── Provided entries ──
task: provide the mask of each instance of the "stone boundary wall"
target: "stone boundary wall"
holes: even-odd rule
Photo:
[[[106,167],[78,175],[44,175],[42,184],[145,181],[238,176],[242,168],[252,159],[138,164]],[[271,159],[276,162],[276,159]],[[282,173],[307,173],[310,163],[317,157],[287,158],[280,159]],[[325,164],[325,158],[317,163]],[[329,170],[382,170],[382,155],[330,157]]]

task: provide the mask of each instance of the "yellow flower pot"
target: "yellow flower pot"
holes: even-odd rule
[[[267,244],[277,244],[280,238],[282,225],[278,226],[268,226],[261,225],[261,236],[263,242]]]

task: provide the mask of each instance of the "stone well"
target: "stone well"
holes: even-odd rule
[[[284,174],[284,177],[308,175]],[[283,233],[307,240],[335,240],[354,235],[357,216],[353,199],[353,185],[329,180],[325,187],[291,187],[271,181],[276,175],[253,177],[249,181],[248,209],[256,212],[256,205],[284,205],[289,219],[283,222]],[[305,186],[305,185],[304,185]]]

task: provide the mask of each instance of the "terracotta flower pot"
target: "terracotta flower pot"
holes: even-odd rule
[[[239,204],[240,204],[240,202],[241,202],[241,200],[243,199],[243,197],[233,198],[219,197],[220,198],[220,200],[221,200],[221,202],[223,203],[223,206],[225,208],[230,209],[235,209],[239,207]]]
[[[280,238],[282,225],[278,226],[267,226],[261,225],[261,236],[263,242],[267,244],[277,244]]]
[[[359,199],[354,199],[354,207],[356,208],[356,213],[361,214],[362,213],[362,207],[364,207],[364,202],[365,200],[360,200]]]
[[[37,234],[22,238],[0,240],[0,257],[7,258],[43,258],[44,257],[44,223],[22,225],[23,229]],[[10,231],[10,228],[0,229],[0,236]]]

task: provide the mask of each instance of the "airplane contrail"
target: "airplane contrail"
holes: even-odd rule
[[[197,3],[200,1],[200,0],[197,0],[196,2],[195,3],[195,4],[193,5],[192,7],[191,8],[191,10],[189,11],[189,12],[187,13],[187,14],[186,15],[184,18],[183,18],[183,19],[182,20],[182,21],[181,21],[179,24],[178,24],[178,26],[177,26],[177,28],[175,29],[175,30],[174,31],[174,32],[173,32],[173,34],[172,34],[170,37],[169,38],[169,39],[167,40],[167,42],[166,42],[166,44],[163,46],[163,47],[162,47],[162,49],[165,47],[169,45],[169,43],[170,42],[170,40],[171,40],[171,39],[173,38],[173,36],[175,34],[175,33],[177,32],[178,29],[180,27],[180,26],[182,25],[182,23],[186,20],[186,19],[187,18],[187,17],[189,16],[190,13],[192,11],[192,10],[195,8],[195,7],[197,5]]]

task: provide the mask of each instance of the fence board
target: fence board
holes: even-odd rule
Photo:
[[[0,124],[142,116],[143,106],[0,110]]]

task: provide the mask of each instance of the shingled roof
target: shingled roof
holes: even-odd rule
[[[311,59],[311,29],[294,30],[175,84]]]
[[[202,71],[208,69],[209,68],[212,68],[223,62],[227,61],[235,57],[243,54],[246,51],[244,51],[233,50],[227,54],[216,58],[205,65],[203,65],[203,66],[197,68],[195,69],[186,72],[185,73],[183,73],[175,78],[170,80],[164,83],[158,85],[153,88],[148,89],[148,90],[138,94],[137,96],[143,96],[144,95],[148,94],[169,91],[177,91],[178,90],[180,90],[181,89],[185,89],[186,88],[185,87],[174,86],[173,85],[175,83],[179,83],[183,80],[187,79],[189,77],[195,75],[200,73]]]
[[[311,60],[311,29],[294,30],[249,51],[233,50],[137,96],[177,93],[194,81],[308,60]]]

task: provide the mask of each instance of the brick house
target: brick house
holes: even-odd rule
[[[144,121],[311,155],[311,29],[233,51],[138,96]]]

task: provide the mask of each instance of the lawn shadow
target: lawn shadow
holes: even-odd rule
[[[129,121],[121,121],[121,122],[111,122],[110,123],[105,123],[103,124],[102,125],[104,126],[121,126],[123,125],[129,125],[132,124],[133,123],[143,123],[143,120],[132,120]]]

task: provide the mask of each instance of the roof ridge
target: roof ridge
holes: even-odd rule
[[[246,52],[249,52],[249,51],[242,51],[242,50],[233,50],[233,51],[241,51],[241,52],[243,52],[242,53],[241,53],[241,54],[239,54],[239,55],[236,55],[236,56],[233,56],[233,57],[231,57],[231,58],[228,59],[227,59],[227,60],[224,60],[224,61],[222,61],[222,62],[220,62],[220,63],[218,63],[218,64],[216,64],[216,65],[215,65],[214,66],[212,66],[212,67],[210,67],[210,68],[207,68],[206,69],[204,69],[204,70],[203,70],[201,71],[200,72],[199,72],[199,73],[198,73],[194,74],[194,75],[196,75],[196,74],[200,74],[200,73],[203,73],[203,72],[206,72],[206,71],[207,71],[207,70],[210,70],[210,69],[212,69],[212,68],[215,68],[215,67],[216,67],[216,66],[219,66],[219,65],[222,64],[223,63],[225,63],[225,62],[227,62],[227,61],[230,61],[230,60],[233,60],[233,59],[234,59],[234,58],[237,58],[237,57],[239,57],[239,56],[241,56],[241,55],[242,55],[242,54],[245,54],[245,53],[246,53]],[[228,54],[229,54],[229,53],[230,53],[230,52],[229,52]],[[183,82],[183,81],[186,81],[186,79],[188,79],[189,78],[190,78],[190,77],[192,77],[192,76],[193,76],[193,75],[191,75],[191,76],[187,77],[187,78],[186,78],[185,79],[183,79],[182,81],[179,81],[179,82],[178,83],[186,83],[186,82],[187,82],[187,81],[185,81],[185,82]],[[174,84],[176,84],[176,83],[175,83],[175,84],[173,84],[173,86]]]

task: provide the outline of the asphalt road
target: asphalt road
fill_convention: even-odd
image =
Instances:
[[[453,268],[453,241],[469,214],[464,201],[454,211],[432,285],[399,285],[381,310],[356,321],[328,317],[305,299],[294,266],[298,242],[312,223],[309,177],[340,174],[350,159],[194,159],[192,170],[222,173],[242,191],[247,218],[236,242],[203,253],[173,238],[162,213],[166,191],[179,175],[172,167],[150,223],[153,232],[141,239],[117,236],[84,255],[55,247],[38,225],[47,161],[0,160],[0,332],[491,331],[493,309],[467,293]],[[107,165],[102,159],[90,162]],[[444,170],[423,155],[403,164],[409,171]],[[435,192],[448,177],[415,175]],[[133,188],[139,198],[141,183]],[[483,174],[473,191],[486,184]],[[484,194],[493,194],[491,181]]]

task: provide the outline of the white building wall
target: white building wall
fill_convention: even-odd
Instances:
───
-- Problem statement --
Write out every line again from the line with "task: provide the mask of each instance of the fence" to the line with "[[[144,121],[311,155],[311,29],[233,51],[138,96]]]", including the lines without coordinates, and add 127 to each coordinate in those entries.

-- The completed task --
task: provide the mask of each instance of the fence board
target: fence board
holes: even-odd rule
Photo:
[[[127,251],[269,243],[270,233],[127,237]]]

task: provide the mask of each instance of the shingled roof
target: shingled roof
holes: even-odd rule
[[[438,186],[438,156],[421,157],[302,211]]]
[[[329,198],[335,196],[336,195],[339,195],[350,189],[354,188],[362,184],[370,181],[373,178],[371,178],[360,177],[354,181],[343,185],[332,192],[330,192],[330,193],[324,195],[322,196],[313,199],[312,200],[310,200],[302,205],[297,207],[291,210],[285,212],[280,215],[275,216],[275,217],[265,221],[264,223],[270,223],[271,222],[275,221],[296,218],[304,218],[305,217],[307,217],[308,216],[312,216],[313,215],[312,214],[301,213],[300,212],[302,210],[306,210],[310,207],[314,206],[316,204],[322,202],[327,200]]]
[[[438,187],[438,156],[421,157],[376,178],[360,177],[264,223],[304,220],[321,208],[435,187]]]

task: provide the mask of each instance of the brick house
target: brick house
holes: even-odd rule
[[[271,248],[438,282],[438,156],[360,178],[265,223]]]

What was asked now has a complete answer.